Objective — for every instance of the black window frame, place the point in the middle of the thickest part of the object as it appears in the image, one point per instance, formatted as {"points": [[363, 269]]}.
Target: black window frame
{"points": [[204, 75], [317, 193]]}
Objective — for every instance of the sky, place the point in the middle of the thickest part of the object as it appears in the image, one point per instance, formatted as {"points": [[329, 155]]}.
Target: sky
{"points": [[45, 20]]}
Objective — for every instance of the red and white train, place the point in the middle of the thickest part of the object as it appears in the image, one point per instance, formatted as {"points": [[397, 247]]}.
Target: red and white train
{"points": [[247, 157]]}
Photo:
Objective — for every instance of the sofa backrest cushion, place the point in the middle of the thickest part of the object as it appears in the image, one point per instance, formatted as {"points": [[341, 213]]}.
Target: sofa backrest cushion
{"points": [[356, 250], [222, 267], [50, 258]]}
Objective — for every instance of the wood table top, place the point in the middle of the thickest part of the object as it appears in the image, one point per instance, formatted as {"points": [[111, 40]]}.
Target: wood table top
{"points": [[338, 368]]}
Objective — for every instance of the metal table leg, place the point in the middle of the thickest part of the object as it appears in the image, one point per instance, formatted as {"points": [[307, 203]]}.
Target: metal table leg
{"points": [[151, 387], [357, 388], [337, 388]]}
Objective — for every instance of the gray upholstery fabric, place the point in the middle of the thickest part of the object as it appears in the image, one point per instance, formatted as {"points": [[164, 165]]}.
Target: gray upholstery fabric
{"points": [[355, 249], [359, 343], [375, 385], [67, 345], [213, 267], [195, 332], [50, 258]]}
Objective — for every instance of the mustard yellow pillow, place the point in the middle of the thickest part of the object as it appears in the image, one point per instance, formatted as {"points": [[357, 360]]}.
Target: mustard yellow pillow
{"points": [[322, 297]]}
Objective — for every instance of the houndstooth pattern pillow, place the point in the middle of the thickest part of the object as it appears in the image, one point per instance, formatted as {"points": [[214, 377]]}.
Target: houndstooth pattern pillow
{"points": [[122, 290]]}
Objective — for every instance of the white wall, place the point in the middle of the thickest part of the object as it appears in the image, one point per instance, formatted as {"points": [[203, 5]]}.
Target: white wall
------------------------------------------------------------
Exercise prompt: Return the listing above in full, character for character.

Response to the exercise:
Objective — for every instance of the black window frame, place the point in the middle of the thickest part of the object as it appears in the image, one point per instance, formatted as {"points": [[363, 269]]}.
Target: black window frame
{"points": [[204, 75], [317, 193]]}
Objective — for every instance of the sky, place the point in the middle of the thickest part of the object as it appears in the image, one point per instance, formatted as {"points": [[329, 155]]}.
Target: sky
{"points": [[45, 20]]}
Objective — for every instance of the red and white train, place the point in the middle of the thickest part of the object as it appears in the image, one point per instance, formatted as {"points": [[397, 247]]}.
Target: red and white train
{"points": [[247, 157]]}
Photo:
Objective — for every instance of the sofa backrest cushion, place the point in the middle of the thickest part of the object as it appears in the image, one point per instance, formatted as {"points": [[341, 213]]}.
Target: sofa backrest cushion
{"points": [[356, 250], [222, 267], [50, 258]]}
Objective — for every instance of the wood table top, place the point in the middle of the thickest part of the object as it appears in the image, one point per instance, formatted as {"points": [[111, 40]]}.
Target: wood table top
{"points": [[338, 368]]}
Objective — for every instance of the metal table leg, place the point in the middle of the thickest part of the object as it appears in the image, one point per instance, formatted as {"points": [[307, 203]]}.
Target: metal table leg
{"points": [[151, 387], [357, 388], [337, 388]]}
Objective — for every instance of the gray upholstery fabric, place the point in the middle of the thickest part of the object as it appears in the image, one point per instance, formatted as {"points": [[164, 165]]}.
Target: gray upholstery fabric
{"points": [[355, 249], [359, 343], [375, 385], [67, 345], [213, 267], [195, 332], [50, 258]]}
Objective — for every instance of the mustard yellow pillow, place the point in the middle of the thickest part of the object as it appears in the image, one point per instance, formatted as {"points": [[357, 360]]}.
Target: mustard yellow pillow
{"points": [[322, 297]]}
Objective — for every instance of the houndstooth pattern pillow, place the point in the middle of the thickest part of the object as it appears in the image, one point per instance, formatted as {"points": [[214, 377]]}.
Target: houndstooth pattern pillow
{"points": [[122, 290]]}
Objective — for every instance of the white wall, place the point in the middle of the thickest part of the object as it appears in the image, one point per instance, formatted as {"points": [[203, 5]]}.
Target: white wall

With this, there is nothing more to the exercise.